[EXTRACTED ENTRIES]:

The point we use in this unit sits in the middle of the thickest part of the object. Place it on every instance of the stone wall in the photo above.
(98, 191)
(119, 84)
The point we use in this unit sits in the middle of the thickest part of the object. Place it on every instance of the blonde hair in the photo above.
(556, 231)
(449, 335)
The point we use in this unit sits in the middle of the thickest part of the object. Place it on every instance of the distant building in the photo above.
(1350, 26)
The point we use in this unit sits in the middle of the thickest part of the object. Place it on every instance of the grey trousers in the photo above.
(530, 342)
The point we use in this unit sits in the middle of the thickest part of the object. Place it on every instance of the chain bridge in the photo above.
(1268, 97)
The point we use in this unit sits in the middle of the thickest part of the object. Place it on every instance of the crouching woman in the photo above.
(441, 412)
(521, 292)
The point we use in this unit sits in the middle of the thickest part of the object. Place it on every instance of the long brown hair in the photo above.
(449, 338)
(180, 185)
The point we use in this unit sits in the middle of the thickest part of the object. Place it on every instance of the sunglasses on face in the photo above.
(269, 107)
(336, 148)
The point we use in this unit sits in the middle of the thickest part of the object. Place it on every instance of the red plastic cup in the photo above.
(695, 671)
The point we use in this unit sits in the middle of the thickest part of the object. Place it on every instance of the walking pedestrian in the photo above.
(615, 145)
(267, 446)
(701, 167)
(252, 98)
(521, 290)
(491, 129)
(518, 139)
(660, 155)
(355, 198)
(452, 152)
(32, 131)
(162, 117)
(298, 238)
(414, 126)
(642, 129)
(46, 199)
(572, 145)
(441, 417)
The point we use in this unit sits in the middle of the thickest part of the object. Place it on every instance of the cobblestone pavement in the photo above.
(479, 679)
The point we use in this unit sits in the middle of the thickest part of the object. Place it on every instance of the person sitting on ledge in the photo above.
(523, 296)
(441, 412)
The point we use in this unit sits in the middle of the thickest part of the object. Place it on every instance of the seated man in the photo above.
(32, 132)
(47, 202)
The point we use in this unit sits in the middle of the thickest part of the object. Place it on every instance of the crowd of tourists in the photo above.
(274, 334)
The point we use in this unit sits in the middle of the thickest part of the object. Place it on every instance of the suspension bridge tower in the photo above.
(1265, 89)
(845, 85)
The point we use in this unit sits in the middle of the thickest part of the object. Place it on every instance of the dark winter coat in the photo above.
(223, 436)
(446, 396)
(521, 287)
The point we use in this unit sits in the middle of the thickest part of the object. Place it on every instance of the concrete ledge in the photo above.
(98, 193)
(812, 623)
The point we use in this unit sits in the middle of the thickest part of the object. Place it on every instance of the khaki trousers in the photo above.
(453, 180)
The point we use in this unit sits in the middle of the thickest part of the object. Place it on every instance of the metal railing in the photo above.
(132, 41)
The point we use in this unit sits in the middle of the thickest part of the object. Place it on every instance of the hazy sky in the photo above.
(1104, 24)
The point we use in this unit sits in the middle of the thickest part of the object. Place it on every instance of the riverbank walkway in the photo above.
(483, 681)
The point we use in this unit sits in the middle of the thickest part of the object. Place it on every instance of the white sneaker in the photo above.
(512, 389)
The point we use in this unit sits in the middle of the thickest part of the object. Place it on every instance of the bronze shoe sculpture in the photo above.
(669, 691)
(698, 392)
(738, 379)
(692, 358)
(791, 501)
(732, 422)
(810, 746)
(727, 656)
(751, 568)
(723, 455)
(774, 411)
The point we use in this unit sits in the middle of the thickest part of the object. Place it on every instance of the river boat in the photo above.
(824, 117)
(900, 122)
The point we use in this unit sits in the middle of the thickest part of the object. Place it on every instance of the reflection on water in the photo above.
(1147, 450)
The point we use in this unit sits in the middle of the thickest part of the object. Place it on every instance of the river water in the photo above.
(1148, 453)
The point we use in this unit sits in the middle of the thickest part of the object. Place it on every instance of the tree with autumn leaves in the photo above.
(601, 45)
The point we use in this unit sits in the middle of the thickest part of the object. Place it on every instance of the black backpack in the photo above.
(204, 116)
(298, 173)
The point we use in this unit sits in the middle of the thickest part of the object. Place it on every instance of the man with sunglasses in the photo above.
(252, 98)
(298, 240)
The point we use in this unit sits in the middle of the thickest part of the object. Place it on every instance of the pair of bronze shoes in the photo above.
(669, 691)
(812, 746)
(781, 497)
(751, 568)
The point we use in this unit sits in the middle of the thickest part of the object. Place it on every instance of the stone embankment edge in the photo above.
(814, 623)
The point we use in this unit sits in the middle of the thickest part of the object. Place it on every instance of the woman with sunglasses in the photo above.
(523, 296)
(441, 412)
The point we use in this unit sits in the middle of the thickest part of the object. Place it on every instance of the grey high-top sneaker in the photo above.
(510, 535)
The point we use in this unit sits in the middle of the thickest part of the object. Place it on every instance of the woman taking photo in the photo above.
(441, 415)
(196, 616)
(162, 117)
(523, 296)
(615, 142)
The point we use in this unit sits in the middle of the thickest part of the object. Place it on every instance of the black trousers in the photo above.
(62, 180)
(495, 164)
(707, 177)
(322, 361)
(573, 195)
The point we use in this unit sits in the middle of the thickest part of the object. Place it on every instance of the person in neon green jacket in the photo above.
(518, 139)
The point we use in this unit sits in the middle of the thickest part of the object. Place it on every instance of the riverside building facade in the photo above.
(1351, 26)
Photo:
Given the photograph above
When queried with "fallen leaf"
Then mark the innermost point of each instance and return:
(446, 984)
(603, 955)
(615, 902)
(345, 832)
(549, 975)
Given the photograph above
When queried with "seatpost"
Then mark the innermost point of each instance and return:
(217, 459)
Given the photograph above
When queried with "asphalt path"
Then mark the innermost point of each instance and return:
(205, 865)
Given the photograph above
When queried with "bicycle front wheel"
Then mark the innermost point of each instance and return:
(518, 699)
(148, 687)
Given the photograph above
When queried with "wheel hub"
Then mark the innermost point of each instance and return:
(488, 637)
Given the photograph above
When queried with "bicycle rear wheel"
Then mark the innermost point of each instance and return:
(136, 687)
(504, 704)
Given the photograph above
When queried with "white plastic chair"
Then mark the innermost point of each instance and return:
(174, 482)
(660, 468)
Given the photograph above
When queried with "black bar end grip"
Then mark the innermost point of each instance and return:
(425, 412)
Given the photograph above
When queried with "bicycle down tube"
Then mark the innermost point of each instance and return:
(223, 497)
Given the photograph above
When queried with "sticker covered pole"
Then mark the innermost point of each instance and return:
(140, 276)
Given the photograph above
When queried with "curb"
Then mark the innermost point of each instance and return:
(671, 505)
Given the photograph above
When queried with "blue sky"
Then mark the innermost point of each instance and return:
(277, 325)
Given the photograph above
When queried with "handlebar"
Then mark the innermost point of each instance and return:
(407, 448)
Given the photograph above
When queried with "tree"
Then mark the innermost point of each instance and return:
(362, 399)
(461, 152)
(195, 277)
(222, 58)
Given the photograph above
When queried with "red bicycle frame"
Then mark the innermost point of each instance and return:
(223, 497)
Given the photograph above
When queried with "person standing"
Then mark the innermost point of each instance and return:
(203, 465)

[EXERCISE DIRECTIONS]: Only the lines that hold the word "bicycle" are wanted; each should be pulled from the records.

[RESPONSE BELOW]:
When queried with "bicycle front wheel"
When queried with "bicycle rear wheel"
When queried with "bicycle down tube"
When queried with "red bicycle frame"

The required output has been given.